Natural language region descriptions
::::

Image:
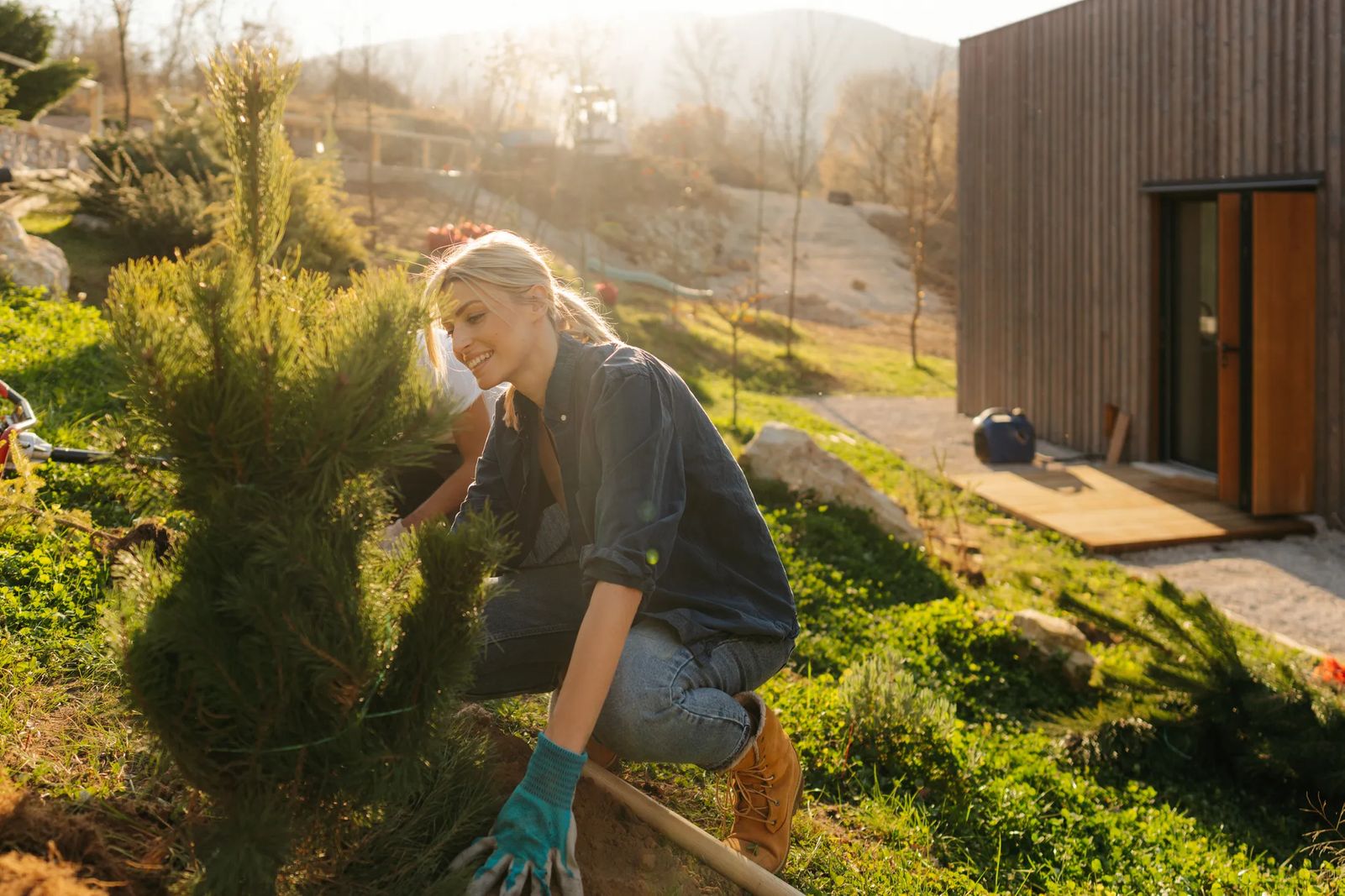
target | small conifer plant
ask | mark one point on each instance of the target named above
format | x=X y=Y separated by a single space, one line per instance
x=292 y=672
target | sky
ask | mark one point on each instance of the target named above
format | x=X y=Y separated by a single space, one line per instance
x=318 y=26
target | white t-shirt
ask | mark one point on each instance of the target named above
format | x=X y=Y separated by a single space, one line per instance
x=454 y=382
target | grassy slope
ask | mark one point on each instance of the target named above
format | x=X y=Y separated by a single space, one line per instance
x=1031 y=824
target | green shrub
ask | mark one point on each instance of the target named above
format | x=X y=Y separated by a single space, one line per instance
x=160 y=214
x=1257 y=719
x=320 y=229
x=165 y=191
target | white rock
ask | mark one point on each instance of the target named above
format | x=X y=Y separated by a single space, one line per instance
x=1051 y=635
x=790 y=455
x=31 y=261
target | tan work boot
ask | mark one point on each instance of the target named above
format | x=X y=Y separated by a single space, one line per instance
x=767 y=784
x=597 y=752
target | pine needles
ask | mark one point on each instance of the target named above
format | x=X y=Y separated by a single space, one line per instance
x=291 y=672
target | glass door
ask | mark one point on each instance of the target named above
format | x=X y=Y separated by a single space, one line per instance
x=1190 y=331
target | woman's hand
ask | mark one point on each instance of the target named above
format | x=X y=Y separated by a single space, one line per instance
x=533 y=838
x=391 y=536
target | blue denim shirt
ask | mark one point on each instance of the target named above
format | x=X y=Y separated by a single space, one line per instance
x=654 y=496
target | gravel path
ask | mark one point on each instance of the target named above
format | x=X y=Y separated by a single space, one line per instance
x=1293 y=588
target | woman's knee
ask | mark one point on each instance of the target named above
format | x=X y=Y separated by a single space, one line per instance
x=640 y=710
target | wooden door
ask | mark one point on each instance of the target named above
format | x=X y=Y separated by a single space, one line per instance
x=1284 y=351
x=1230 y=348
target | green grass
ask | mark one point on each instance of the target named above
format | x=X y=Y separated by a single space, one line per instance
x=91 y=254
x=994 y=802
x=698 y=344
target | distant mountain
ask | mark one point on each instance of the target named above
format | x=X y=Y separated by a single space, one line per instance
x=637 y=57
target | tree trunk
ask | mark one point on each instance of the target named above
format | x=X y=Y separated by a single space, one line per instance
x=369 y=167
x=756 y=272
x=123 y=24
x=917 y=277
x=794 y=268
x=734 y=368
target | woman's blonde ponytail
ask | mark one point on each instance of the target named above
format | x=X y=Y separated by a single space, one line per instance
x=514 y=265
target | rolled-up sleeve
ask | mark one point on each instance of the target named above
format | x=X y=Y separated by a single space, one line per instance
x=642 y=490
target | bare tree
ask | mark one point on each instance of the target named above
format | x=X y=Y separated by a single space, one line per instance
x=371 y=139
x=338 y=73
x=868 y=132
x=734 y=312
x=123 y=8
x=181 y=38
x=799 y=147
x=701 y=67
x=928 y=179
x=761 y=112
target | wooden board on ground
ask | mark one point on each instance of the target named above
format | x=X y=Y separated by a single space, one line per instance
x=1119 y=509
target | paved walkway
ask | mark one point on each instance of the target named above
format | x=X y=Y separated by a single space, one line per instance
x=1293 y=587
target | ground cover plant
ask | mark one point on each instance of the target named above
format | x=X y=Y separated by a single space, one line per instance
x=940 y=755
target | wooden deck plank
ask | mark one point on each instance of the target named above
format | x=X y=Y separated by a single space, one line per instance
x=1119 y=507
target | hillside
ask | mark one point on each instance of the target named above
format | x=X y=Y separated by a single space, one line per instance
x=635 y=55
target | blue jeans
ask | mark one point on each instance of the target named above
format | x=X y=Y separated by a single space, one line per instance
x=667 y=703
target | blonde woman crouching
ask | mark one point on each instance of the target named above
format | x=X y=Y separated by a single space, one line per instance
x=646 y=580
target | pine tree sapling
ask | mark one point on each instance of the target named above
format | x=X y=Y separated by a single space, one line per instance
x=292 y=672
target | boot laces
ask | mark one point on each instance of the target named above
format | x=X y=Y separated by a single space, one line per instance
x=752 y=791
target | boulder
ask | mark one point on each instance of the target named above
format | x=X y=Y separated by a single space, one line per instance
x=31 y=261
x=790 y=455
x=1053 y=637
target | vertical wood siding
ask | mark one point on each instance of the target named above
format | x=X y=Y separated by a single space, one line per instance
x=1061 y=118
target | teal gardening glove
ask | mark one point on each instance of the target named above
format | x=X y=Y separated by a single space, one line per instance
x=533 y=838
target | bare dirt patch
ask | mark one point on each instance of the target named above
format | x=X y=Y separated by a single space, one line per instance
x=617 y=853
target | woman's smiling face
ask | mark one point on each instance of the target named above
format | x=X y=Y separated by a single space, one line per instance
x=491 y=346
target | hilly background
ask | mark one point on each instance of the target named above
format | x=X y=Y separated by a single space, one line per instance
x=638 y=55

::::

From the entries, count the lines that hold the string "pine". Nothing but the number is needed.

Solution: 2